Image point grounding data:

Content starts

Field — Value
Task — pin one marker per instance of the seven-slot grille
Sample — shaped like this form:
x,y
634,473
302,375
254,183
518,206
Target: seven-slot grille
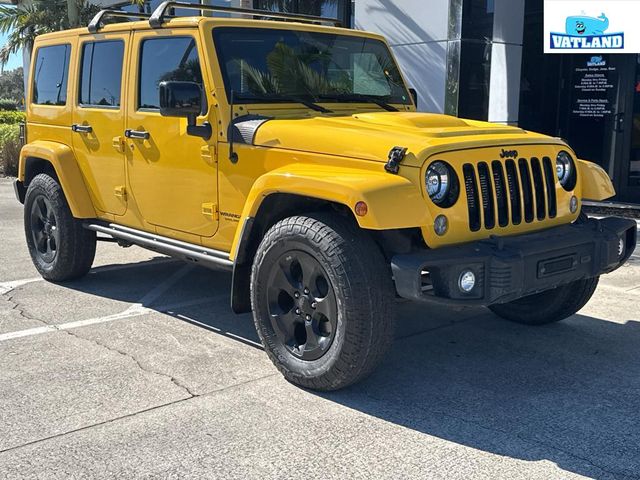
x,y
509,192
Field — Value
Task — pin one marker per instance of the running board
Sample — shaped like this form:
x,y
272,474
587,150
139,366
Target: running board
x,y
186,251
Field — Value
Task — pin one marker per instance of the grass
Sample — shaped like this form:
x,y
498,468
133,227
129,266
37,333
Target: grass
x,y
9,149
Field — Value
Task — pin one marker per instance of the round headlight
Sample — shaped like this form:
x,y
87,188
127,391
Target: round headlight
x,y
442,184
565,169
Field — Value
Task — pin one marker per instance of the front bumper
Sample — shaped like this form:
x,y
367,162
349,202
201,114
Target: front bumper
x,y
508,268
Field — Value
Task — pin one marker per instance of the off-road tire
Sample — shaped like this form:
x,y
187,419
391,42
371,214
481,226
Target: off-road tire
x,y
550,306
364,292
75,247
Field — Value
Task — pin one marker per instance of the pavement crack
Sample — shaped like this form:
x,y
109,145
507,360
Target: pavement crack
x,y
144,368
17,307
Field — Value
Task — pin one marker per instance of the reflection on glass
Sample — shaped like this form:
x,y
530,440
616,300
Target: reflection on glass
x,y
634,161
272,65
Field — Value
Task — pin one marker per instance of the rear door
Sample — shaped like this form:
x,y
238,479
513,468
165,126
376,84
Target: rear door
x,y
99,118
173,176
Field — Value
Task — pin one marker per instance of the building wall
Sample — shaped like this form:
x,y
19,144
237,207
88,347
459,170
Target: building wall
x,y
506,61
462,56
419,38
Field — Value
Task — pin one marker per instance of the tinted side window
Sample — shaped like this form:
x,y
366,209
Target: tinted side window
x,y
163,59
50,75
101,75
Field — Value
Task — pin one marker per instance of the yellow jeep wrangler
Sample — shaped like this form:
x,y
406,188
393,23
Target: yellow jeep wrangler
x,y
289,151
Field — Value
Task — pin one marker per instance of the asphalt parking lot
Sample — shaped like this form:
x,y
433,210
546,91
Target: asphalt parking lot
x,y
140,370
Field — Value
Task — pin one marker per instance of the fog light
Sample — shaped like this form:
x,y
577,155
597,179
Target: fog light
x,y
467,281
573,204
620,247
441,225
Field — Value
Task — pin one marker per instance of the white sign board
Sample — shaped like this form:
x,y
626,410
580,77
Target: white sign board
x,y
591,26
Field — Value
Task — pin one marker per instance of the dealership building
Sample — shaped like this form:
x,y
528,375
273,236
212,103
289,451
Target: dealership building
x,y
483,59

Content ends

### Work request
Print every entry exactly. Pictures are not part of the copy.

### Task response
Field — Value
Task — pin one marker per instance of the seven-slot grille
Sample — shaped like this form:
x,y
634,473
302,375
254,183
518,206
Target: seven-slot grille
x,y
509,192
Field — Value
Task — pin one marker per instance of the running board
Sample — shaped like this form:
x,y
272,474
587,150
139,366
Target: running board
x,y
186,251
Field — Value
Task — pin one marker per instance of the grass
Sample — shaped like this form:
x,y
498,468
133,227
129,266
37,333
Target: grass
x,y
9,149
Field — Value
Task — pin one marker per instance of the round headlight
Sample — shaped like this form:
x,y
87,188
127,391
Target: round headlight
x,y
442,184
565,169
Field — Value
Task — pin one marker per instance of the front bumper
Sample — shaped like this form:
x,y
367,162
349,202
201,114
Target: front bumper
x,y
508,268
Field — Value
Task — pin one marker per instance of the off-road tire
Sample — shaped like this form:
x,y
187,419
391,42
371,214
481,226
Target: off-road tire
x,y
550,306
364,292
75,247
Field — Value
Task — pin one marker per instance of the pavement crack
Sample — shaped like this form:
x,y
109,145
507,360
Target: pavement crack
x,y
144,368
17,307
Field — Value
Task — pin one marker per instance of the reflection on glass
Sample — shaped like this form:
x,y
530,440
616,300
Target: reflection on glass
x,y
634,161
272,65
Field — Value
Task — pin one marker per instance of the rear door
Sample — shaped like this form:
x,y
238,479
513,468
165,126
376,84
Target: rear door
x,y
99,118
173,176
Field — Value
Task — pin one marker per instance of the building wall
Sample — shaped like this form:
x,y
19,144
237,207
88,347
459,170
Target: building wall
x,y
506,61
462,56
419,38
Field — Value
Task — pin one marker per instance of the tinted side window
Sample — shaped like this form:
x,y
366,209
Target: tinted side window
x,y
163,59
50,75
101,75
Field — Value
Task — pin one marker per instance of the yellow jeep wrangler
Sample — shaped like this form:
x,y
406,188
393,23
Target: yellow jeep wrangler
x,y
289,151
Field — Value
Task — pin one marker per instance of the asphalt parking lot
Sample — shaped like this form:
x,y
433,210
546,91
Target: asphalt parking lot
x,y
140,370
Field — Value
Task — pin one marker per instance of the fog light
Sample — shaped like this form:
x,y
577,155
597,179
Target: fog light
x,y
467,281
573,204
620,247
441,225
Field — Value
Task — pin one marker per instance of the white sign board
Sample — shaped like this form:
x,y
626,410
580,77
Target: white sign board
x,y
591,26
Field — Value
Task — pin one marker per instance of the dealership building
Sample — shaped like this form:
x,y
528,375
273,236
212,103
289,451
Target: dealership building
x,y
483,59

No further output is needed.